WHAT YOU WILL DO: Please show every line of the material below that contains the word "stand", copying each such line in full.
──────── DATASET CONTENT
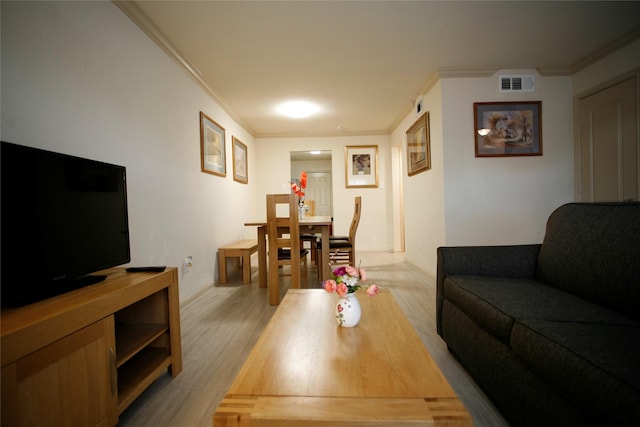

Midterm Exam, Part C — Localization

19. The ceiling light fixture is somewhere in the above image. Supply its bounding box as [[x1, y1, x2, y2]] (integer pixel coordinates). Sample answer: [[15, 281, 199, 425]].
[[277, 101, 320, 119]]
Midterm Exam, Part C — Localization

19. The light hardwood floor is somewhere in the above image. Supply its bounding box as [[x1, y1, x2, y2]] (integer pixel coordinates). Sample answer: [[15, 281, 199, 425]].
[[118, 252, 508, 427]]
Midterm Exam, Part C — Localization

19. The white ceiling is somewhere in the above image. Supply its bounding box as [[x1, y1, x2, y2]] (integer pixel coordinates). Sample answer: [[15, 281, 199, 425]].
[[116, 0, 640, 137]]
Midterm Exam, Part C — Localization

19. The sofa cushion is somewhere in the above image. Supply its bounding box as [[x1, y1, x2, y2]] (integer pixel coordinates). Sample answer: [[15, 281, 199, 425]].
[[511, 319, 640, 426], [444, 276, 635, 345], [536, 202, 640, 319]]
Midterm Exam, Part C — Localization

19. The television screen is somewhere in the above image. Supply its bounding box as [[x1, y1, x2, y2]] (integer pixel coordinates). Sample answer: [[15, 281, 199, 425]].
[[0, 142, 130, 306]]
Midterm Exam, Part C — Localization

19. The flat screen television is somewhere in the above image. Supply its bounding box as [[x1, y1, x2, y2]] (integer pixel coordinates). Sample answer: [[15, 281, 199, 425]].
[[0, 142, 130, 307]]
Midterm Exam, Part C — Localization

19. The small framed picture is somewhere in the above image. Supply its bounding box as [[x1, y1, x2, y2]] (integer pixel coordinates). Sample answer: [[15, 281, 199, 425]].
[[344, 145, 378, 188], [200, 111, 227, 176], [231, 136, 249, 184], [473, 101, 542, 157], [407, 111, 431, 176]]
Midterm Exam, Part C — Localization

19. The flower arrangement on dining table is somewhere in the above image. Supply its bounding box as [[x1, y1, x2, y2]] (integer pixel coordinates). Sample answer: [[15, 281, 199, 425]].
[[322, 265, 380, 298], [291, 171, 307, 205]]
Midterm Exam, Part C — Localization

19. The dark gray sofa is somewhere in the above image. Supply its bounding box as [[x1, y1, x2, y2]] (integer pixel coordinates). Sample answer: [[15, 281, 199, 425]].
[[436, 202, 640, 426]]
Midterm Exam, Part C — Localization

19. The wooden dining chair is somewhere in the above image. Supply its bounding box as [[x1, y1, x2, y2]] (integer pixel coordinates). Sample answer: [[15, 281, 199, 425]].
[[316, 196, 362, 270], [267, 193, 308, 305]]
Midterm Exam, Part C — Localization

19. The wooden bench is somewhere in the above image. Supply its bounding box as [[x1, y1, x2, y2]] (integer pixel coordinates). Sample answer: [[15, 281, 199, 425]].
[[218, 239, 258, 285]]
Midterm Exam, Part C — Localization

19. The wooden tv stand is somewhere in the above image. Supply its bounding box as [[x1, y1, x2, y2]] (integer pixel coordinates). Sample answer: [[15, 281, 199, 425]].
[[0, 268, 182, 426]]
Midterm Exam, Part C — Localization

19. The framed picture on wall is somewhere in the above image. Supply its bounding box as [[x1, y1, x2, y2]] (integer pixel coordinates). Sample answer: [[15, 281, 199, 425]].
[[200, 111, 227, 176], [231, 136, 249, 184], [473, 101, 542, 157], [344, 145, 378, 188], [407, 111, 431, 176]]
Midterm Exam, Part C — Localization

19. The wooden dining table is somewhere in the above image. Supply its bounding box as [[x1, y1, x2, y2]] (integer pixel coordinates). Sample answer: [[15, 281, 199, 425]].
[[244, 216, 331, 288]]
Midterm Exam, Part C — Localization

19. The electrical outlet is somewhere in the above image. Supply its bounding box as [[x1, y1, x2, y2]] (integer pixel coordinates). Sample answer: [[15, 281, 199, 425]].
[[182, 255, 193, 273]]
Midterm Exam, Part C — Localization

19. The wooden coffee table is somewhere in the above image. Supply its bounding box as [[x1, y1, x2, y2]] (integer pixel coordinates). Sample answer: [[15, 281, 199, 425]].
[[213, 289, 473, 427]]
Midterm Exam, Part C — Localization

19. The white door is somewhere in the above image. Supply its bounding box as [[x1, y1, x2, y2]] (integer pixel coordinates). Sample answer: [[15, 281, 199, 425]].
[[576, 76, 640, 202], [304, 172, 333, 216]]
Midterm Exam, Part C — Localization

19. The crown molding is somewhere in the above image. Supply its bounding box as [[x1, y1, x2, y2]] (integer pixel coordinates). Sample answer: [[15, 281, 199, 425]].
[[112, 0, 256, 137], [571, 27, 640, 74]]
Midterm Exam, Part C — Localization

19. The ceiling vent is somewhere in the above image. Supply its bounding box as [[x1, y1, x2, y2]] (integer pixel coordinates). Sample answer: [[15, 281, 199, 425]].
[[499, 76, 536, 92]]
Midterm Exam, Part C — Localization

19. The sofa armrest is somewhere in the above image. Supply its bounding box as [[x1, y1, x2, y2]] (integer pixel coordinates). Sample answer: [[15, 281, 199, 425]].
[[436, 244, 542, 335]]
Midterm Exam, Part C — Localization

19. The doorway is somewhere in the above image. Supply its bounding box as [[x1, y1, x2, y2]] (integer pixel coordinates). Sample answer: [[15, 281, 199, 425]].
[[290, 151, 333, 216]]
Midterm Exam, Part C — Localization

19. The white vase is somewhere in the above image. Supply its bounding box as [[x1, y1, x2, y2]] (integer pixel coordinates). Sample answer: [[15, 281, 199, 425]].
[[335, 294, 362, 328]]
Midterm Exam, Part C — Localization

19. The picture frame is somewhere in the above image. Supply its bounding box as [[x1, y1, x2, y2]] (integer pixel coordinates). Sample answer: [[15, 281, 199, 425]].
[[200, 111, 227, 176], [344, 145, 378, 188], [473, 101, 542, 157], [406, 111, 431, 176], [231, 136, 249, 184]]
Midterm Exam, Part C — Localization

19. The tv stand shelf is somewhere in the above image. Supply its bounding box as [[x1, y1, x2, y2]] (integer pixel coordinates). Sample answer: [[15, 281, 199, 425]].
[[0, 268, 182, 426]]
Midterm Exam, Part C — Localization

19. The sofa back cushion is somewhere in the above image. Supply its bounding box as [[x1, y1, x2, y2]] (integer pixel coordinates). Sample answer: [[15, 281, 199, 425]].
[[536, 202, 640, 318]]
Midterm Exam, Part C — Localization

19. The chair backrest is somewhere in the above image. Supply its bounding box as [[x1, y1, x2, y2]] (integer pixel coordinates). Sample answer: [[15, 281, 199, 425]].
[[349, 196, 362, 246], [267, 193, 301, 304]]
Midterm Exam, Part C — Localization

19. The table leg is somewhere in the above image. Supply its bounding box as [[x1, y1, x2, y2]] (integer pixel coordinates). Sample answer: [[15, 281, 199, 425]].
[[258, 226, 267, 288], [318, 225, 331, 281]]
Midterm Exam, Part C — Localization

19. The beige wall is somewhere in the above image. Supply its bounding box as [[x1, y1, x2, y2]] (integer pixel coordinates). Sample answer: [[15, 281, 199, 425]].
[[0, 2, 257, 300], [252, 135, 393, 251]]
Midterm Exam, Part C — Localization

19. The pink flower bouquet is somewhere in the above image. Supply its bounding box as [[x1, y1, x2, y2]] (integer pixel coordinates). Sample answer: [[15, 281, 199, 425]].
[[322, 265, 379, 297]]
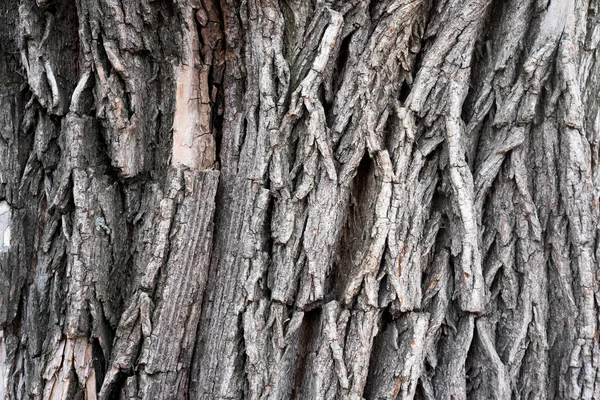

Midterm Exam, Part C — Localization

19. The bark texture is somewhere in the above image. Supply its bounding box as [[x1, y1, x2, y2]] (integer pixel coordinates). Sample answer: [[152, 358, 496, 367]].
[[0, 0, 600, 400]]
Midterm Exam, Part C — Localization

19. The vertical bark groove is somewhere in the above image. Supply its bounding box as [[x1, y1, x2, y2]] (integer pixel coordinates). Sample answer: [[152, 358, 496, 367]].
[[0, 0, 600, 400]]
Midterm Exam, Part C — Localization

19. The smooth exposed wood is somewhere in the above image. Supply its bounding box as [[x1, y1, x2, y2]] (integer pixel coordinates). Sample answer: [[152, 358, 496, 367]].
[[0, 0, 600, 400]]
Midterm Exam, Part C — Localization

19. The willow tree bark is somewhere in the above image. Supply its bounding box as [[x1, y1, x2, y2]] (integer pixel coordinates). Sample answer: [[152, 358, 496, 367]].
[[0, 0, 600, 400]]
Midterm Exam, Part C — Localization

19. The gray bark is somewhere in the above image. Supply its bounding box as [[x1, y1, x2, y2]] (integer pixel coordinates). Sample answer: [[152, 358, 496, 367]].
[[0, 0, 600, 400]]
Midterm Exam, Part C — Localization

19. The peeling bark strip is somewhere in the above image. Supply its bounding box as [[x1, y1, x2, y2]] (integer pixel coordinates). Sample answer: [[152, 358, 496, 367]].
[[0, 0, 600, 400]]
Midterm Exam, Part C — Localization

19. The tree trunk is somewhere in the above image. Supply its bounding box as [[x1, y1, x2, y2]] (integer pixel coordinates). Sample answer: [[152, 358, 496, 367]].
[[0, 0, 600, 400]]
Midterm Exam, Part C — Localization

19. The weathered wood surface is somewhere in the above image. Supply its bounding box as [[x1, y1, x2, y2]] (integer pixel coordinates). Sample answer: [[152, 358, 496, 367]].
[[0, 0, 600, 400]]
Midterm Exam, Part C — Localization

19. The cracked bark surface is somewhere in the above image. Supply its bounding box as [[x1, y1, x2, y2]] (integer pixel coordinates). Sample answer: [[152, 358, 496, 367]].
[[0, 0, 600, 400]]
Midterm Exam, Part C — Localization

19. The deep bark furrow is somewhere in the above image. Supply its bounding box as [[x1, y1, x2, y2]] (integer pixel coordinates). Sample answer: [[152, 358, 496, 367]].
[[0, 0, 600, 400]]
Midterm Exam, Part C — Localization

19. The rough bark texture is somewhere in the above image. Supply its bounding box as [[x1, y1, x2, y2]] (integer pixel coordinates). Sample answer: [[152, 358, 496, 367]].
[[0, 0, 600, 400]]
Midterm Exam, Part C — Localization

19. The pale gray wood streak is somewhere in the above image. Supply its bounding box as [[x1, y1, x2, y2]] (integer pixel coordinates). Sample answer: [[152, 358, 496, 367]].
[[0, 0, 600, 400]]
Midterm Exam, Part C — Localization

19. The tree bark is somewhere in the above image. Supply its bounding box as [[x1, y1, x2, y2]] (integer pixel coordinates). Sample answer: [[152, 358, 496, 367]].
[[0, 0, 600, 400]]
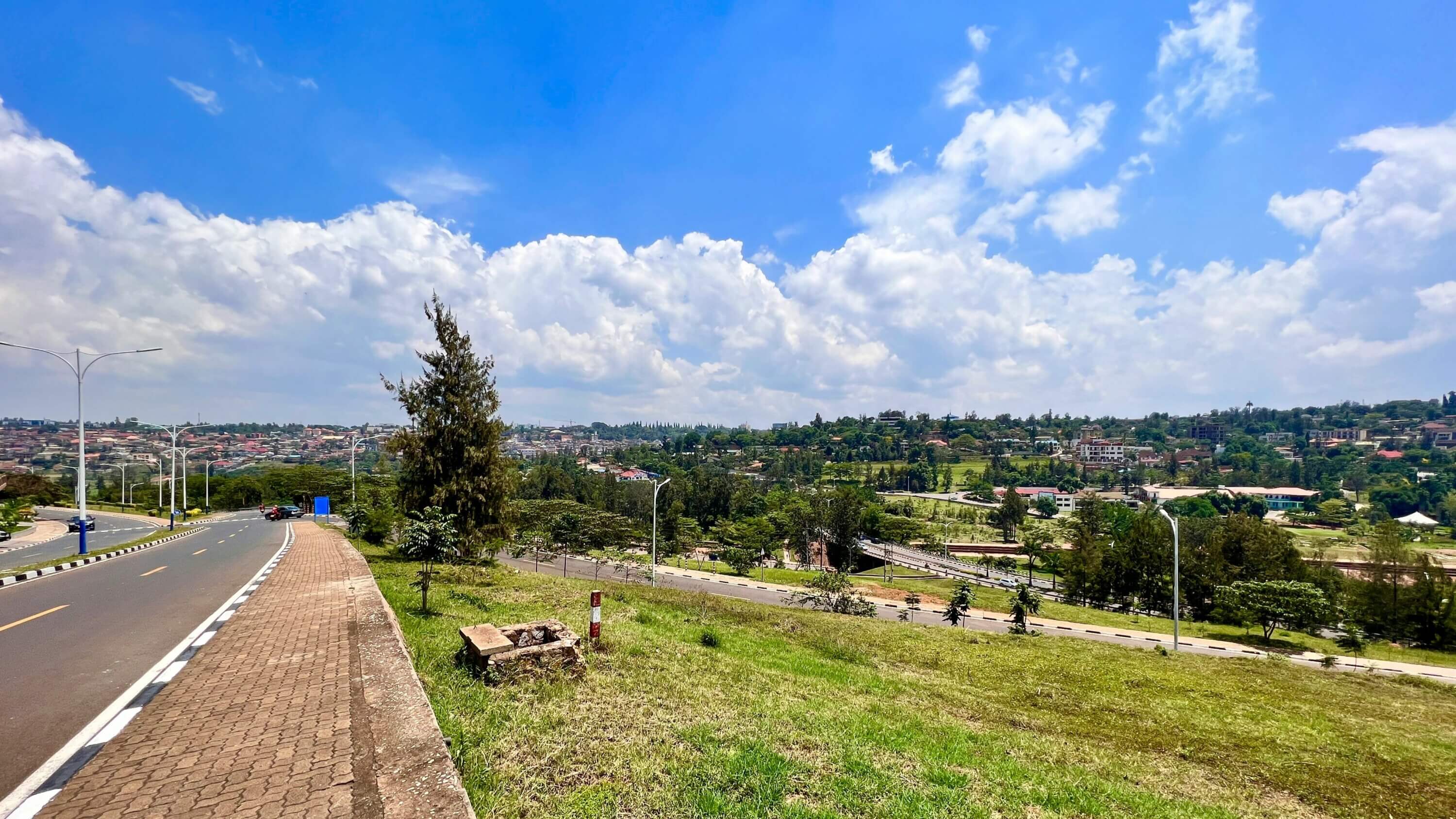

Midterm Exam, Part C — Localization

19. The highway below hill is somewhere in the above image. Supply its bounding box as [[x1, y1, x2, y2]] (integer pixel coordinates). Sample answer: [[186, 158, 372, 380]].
[[501, 556, 1456, 684], [0, 512, 287, 799], [0, 508, 173, 574]]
────────────────
FULL SOLUTION:
19. The wooden tv stand is somewhere in the above image. Supply its bounding box as [[x1, y1, x2, y2]] (integer pixel coordinates). Sample answer: [[15, 281, 199, 425]].
19. The tv stand shelf is somewhere in the above image. Supply its bounding box as [[x1, y1, x2, y2]] (integer pixel coordinates). Sample answer: [[15, 281, 199, 425]].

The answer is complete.